== Segment start ==
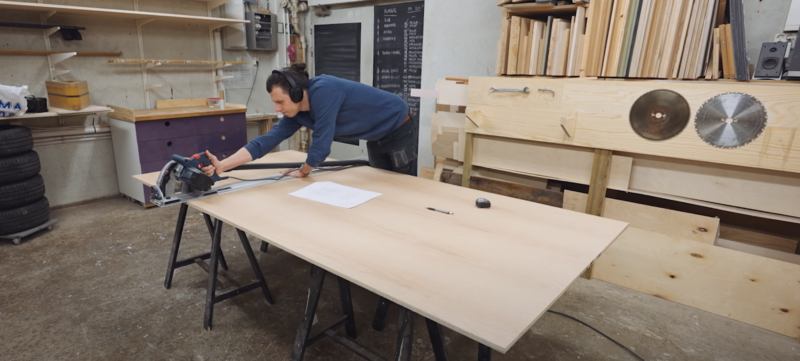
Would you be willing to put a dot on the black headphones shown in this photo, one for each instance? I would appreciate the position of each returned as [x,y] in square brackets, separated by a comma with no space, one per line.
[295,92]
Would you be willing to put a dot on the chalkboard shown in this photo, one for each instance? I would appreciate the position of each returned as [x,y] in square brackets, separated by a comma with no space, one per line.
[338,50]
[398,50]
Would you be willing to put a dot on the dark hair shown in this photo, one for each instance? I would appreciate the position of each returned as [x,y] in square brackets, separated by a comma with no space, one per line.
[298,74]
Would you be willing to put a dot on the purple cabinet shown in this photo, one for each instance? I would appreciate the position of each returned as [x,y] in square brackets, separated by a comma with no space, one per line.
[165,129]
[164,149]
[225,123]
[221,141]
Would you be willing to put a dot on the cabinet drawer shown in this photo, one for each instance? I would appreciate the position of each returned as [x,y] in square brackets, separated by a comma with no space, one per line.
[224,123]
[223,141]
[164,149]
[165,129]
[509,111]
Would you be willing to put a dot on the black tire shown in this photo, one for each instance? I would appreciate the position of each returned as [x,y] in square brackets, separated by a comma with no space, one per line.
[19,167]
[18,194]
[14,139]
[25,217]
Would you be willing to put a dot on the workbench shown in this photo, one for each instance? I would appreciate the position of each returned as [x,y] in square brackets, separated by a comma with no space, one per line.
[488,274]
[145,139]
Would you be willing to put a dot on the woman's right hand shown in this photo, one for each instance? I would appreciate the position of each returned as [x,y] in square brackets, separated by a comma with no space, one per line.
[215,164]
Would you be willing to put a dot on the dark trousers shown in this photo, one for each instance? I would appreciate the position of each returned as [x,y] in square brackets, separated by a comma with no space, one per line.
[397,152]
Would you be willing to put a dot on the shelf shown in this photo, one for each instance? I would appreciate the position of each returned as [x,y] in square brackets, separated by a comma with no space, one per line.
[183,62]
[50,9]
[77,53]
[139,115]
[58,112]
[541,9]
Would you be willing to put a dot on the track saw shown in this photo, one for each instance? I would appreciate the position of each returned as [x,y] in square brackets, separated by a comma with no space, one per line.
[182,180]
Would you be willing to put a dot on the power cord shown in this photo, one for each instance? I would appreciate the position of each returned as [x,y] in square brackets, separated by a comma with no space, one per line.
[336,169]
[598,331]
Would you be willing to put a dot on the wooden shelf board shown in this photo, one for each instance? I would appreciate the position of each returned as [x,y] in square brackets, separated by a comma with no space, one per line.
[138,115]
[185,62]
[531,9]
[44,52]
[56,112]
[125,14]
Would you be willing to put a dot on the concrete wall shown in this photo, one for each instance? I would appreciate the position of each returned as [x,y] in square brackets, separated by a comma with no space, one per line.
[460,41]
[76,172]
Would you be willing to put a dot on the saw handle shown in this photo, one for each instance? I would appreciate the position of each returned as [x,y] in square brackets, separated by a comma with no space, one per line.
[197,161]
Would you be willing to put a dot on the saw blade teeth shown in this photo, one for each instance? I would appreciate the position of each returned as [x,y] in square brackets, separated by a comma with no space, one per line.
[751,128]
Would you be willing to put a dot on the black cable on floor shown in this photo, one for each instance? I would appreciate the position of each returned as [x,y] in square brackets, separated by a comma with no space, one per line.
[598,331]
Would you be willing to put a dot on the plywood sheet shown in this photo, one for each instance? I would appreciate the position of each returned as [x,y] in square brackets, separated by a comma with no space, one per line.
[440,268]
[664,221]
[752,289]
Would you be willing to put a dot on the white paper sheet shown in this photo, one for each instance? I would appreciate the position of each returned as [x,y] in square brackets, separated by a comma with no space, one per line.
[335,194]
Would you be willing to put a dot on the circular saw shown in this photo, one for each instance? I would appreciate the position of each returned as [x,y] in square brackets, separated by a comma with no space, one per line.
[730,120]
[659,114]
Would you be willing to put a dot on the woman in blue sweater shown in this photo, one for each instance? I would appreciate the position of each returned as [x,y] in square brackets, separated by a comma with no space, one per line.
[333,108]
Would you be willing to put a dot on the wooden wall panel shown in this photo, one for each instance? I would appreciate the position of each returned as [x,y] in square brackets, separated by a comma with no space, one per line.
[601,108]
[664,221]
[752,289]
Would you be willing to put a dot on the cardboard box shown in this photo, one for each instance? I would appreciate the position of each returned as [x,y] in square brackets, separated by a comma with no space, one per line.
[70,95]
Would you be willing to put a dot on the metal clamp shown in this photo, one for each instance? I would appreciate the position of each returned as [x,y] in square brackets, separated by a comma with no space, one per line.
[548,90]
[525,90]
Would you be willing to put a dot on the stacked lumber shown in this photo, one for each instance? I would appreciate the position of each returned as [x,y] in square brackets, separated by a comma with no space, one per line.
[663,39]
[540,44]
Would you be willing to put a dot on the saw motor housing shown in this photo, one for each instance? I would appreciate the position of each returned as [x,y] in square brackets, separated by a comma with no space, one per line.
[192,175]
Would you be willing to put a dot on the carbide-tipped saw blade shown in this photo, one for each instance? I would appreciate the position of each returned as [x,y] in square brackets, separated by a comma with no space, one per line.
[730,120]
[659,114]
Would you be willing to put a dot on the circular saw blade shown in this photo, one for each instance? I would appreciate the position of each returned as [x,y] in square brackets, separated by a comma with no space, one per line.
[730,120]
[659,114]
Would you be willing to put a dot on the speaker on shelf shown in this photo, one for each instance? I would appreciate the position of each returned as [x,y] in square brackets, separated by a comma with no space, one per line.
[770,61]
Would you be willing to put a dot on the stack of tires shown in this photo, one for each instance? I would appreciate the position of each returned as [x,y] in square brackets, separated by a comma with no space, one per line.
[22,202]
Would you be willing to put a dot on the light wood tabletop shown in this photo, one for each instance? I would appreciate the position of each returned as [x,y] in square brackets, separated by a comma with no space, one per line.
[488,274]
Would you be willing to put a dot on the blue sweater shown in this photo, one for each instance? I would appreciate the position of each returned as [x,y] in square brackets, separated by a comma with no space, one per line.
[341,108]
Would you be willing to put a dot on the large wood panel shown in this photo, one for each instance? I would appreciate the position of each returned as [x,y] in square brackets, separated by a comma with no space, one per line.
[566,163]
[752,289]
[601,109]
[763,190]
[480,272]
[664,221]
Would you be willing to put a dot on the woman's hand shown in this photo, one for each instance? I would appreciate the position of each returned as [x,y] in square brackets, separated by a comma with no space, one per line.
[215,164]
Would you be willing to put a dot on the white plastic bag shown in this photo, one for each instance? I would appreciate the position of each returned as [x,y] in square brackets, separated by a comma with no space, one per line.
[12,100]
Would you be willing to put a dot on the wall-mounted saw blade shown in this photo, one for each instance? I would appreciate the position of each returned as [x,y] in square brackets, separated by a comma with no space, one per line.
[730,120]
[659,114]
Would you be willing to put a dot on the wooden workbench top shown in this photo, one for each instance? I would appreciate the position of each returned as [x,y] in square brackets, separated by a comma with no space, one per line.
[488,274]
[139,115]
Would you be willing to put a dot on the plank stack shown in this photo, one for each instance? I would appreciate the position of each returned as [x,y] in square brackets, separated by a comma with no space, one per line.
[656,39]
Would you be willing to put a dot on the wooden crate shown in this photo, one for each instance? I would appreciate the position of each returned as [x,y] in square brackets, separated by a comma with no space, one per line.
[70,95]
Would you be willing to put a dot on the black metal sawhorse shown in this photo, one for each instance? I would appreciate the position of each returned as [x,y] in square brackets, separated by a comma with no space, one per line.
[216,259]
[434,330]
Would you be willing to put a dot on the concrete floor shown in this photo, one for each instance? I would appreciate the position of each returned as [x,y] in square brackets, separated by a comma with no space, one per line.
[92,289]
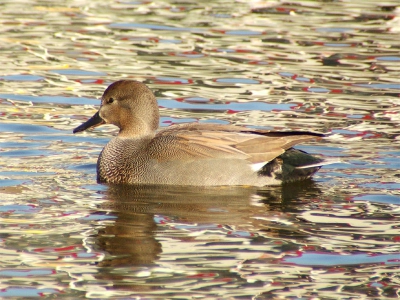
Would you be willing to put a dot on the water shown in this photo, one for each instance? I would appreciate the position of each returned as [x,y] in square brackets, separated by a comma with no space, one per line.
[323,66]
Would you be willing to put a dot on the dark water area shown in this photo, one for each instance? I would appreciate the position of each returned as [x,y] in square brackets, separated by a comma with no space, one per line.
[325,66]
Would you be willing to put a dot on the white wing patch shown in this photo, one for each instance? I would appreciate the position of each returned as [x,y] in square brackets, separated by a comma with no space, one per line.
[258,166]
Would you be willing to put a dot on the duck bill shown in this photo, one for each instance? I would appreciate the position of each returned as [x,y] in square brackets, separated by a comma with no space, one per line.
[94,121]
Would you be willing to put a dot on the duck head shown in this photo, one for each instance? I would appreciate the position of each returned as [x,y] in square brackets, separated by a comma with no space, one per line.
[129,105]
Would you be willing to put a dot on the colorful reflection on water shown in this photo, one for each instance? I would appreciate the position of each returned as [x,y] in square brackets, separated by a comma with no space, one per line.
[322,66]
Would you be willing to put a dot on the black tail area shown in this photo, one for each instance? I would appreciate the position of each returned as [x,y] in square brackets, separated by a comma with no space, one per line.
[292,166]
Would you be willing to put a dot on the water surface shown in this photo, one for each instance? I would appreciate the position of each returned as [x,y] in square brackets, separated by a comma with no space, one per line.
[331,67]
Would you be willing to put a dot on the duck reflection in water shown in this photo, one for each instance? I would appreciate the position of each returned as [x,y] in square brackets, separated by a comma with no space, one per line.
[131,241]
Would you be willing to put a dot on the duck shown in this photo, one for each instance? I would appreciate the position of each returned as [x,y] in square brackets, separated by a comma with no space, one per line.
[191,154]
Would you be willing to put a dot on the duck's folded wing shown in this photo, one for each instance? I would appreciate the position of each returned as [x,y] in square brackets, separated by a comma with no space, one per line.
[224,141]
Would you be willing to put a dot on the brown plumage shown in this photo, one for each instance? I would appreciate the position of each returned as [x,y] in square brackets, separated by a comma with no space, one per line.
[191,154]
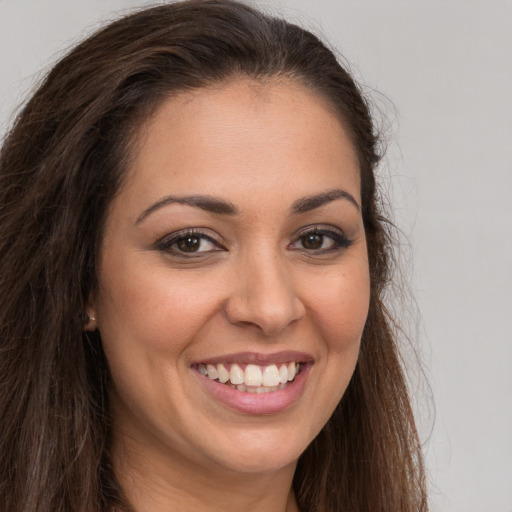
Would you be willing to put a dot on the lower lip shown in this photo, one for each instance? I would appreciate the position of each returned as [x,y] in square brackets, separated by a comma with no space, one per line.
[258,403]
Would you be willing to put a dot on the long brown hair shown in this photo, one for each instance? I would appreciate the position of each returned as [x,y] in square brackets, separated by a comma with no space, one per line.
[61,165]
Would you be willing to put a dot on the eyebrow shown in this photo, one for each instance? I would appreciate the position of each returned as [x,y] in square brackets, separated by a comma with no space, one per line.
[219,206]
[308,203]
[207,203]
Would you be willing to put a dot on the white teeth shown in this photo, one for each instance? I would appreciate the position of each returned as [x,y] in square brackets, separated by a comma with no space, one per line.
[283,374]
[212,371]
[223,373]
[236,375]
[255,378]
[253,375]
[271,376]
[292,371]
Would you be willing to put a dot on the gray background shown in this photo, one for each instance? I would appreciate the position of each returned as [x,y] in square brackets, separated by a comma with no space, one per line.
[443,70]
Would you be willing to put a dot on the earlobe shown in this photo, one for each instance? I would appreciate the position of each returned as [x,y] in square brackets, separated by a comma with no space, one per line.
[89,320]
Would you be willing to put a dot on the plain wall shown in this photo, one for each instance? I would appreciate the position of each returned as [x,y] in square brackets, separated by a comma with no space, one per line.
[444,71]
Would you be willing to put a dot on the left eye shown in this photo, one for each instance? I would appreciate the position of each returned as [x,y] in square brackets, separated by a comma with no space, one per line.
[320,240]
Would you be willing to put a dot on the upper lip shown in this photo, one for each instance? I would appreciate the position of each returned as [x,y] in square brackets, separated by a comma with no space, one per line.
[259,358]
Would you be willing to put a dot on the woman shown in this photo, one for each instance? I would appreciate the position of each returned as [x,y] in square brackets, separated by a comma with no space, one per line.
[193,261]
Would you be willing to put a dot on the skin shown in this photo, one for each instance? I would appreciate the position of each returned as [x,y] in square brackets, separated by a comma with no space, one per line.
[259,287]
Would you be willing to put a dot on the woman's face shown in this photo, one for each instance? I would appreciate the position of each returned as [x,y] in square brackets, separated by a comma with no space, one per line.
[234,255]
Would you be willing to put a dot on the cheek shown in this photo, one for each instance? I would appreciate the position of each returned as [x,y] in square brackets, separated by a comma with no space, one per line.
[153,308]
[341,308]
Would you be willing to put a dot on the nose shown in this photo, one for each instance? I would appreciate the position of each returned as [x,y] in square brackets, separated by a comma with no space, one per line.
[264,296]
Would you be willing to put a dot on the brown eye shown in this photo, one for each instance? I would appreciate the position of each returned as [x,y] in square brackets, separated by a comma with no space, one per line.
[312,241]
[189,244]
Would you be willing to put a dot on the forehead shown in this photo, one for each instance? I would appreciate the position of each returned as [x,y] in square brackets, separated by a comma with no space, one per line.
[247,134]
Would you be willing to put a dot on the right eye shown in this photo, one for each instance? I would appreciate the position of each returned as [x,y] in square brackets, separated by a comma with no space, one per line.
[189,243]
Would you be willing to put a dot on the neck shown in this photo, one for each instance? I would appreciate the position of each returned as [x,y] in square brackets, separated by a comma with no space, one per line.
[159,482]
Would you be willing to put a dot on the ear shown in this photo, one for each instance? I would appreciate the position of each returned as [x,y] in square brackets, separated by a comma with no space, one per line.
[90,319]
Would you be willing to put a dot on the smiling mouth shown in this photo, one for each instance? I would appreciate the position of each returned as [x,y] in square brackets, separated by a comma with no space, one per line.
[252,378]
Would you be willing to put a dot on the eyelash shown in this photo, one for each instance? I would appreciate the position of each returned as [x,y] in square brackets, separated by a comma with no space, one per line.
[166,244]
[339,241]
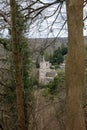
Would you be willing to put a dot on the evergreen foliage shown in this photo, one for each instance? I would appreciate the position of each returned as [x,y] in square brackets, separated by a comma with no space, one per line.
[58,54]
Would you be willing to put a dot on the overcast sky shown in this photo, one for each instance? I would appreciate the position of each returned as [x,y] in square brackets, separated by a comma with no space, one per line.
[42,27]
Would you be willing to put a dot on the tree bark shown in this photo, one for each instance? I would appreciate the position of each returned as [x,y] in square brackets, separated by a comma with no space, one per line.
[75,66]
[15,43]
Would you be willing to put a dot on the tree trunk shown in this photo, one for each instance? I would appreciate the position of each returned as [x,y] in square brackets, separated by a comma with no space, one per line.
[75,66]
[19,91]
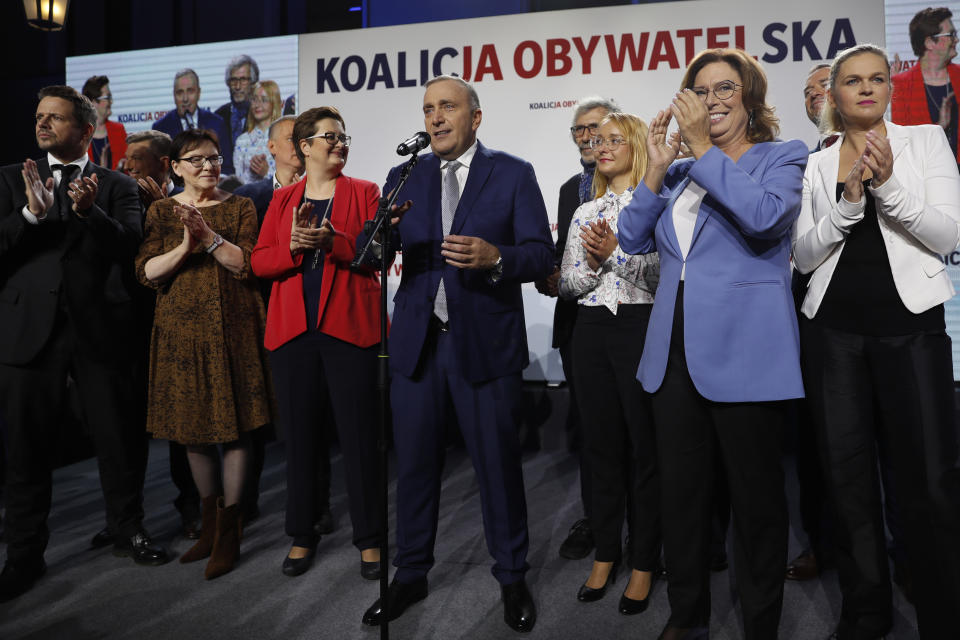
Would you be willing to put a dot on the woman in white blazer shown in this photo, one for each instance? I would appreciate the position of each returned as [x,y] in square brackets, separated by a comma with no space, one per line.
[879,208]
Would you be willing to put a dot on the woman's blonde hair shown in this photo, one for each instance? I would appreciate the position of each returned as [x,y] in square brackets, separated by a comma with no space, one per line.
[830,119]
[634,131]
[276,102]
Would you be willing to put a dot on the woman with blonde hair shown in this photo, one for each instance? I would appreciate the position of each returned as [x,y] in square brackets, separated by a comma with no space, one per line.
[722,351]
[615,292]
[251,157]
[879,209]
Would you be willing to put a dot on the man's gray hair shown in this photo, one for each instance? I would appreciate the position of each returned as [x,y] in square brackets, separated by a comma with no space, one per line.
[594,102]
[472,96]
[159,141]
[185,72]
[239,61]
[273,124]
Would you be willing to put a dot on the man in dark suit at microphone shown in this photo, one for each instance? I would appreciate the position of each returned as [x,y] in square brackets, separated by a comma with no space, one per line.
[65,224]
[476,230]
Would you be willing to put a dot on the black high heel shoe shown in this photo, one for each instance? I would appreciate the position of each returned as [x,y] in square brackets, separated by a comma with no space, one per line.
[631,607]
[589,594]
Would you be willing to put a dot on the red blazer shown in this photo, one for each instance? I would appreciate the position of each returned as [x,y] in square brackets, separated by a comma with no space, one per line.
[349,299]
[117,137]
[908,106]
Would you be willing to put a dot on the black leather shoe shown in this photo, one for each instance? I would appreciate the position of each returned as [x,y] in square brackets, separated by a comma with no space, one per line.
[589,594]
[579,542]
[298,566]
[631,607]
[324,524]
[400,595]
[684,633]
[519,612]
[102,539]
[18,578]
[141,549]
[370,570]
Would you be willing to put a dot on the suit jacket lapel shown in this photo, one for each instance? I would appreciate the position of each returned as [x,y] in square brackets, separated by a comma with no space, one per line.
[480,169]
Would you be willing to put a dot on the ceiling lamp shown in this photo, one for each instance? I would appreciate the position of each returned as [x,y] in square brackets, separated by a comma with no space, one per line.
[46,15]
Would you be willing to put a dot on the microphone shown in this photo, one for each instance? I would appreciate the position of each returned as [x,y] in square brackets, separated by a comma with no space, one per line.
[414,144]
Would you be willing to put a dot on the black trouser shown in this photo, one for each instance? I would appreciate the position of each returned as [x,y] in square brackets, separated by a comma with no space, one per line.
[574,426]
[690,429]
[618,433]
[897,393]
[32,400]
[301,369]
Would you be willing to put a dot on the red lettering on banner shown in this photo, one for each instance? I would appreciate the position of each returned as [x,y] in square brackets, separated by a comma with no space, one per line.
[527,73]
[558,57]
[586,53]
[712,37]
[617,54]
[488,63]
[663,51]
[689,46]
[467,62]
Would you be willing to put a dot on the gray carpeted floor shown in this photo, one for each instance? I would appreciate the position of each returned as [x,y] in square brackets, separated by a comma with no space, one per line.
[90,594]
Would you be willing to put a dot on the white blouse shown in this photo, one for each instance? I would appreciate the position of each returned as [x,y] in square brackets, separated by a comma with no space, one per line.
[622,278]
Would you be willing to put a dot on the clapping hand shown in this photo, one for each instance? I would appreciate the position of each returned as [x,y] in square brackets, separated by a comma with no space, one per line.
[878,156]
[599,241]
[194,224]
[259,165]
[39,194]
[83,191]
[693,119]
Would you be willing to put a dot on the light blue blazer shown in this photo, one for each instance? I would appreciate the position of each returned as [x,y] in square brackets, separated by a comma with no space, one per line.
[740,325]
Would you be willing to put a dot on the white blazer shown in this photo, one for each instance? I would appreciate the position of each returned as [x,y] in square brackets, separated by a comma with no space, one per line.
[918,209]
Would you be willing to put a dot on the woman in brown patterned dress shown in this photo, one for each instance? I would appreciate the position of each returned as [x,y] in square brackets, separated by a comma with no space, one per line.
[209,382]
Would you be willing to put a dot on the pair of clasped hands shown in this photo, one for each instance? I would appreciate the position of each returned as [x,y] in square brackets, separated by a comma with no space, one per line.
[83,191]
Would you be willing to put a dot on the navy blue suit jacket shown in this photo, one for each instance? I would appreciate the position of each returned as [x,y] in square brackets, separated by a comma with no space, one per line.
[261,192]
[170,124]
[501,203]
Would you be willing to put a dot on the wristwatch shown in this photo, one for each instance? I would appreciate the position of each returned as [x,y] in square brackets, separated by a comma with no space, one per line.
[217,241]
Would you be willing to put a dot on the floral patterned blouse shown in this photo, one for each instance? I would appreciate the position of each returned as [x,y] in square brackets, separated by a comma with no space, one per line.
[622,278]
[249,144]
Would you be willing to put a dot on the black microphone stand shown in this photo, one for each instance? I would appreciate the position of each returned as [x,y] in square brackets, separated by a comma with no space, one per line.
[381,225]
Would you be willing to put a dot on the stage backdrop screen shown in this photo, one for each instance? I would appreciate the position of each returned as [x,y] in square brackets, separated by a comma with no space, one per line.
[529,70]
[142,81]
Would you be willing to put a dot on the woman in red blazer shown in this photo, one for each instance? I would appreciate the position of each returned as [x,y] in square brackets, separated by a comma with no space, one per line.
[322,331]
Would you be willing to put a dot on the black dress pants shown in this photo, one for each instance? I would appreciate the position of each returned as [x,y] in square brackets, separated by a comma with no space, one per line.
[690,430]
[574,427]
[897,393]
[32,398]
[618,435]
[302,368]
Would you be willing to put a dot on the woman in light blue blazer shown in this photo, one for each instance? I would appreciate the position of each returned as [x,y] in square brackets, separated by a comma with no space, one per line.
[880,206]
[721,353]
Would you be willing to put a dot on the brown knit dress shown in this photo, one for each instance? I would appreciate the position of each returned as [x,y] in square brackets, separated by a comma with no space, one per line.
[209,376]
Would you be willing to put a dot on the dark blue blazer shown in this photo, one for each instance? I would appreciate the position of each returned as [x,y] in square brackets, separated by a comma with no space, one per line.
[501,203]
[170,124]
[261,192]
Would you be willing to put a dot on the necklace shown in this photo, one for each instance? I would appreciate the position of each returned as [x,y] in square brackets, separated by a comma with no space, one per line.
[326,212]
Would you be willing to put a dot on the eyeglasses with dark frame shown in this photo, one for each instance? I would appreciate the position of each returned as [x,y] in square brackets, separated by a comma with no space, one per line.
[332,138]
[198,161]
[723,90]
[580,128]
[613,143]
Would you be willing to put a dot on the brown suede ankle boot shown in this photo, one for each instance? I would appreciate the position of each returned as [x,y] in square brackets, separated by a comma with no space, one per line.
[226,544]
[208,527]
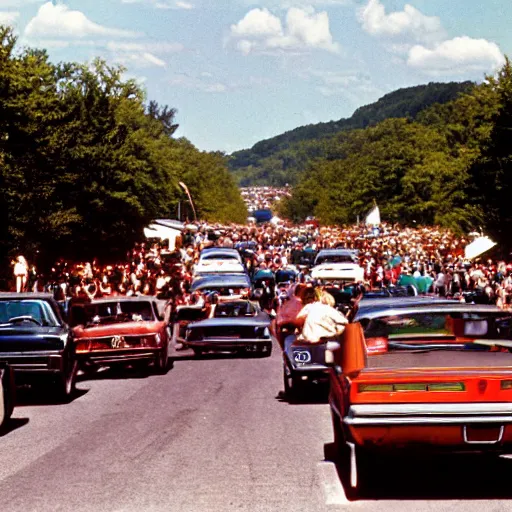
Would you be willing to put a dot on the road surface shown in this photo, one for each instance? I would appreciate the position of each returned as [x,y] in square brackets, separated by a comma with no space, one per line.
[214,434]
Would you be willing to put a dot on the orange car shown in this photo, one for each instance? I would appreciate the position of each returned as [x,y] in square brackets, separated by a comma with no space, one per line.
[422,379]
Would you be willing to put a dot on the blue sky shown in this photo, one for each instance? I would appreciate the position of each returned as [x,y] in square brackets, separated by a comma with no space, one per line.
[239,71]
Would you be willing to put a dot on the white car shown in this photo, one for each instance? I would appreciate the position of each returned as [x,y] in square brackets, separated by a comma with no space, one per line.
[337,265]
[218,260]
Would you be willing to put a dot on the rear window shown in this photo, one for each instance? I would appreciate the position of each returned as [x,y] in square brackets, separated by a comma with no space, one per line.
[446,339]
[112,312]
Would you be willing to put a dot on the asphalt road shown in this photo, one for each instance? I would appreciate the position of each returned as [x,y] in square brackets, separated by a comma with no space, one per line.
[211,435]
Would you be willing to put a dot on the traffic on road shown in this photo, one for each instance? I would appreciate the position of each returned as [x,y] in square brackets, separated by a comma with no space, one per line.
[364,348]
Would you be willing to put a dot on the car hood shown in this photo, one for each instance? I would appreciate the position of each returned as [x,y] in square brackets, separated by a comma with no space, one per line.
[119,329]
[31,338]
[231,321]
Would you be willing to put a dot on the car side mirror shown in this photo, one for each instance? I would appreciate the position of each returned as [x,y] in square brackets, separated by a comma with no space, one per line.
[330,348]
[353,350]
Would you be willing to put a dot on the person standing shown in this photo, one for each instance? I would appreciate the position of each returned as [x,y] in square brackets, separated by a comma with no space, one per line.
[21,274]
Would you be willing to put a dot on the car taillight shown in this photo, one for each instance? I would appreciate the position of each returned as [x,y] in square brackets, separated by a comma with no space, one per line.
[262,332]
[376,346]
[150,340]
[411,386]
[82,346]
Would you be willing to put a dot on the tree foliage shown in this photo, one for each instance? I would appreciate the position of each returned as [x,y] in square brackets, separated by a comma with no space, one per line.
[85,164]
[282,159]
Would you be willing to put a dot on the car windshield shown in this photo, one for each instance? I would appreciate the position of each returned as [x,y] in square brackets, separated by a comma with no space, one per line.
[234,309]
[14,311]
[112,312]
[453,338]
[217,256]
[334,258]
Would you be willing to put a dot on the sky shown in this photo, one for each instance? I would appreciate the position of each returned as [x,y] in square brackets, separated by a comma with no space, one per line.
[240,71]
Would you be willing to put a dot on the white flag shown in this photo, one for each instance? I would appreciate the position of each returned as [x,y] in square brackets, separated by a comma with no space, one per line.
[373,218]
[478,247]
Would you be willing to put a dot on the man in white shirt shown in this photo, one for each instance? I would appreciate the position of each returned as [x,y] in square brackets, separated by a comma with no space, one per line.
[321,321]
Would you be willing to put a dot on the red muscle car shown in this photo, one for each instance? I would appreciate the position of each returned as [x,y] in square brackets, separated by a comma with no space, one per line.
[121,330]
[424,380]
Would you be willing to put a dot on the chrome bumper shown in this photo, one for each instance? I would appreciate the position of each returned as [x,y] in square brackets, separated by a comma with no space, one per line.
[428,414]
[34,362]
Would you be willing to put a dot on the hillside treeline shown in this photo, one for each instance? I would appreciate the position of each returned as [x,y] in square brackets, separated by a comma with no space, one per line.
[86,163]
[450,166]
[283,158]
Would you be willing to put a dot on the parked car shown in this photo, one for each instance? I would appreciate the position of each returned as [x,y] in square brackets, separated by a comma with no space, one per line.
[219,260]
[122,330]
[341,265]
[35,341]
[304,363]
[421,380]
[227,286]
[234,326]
== Segment end ==
(YOUR GOAL):
At the line containing "Would you be willing to put a dot on the hillside", start transcribing exactly, and continue through the last line of the listing. Stop there and add nothing.

(WRITTEN ANSWER):
Would you be willing to put a dot on the hillside treeline shown in this photo, one for each instance? I would appreciate the position of each returned as [x,y] in square brackets, separated by a comma with no space, one per line.
[86,163]
[450,166]
[283,158]
Would you be willing to put a dot on the parked car shown in this photo, one for each instance? I would appreciate the position of each returned as [x,y] in square brackets, separated by a comma with no space, one per line.
[219,260]
[122,330]
[341,265]
[35,341]
[304,363]
[421,380]
[227,286]
[234,326]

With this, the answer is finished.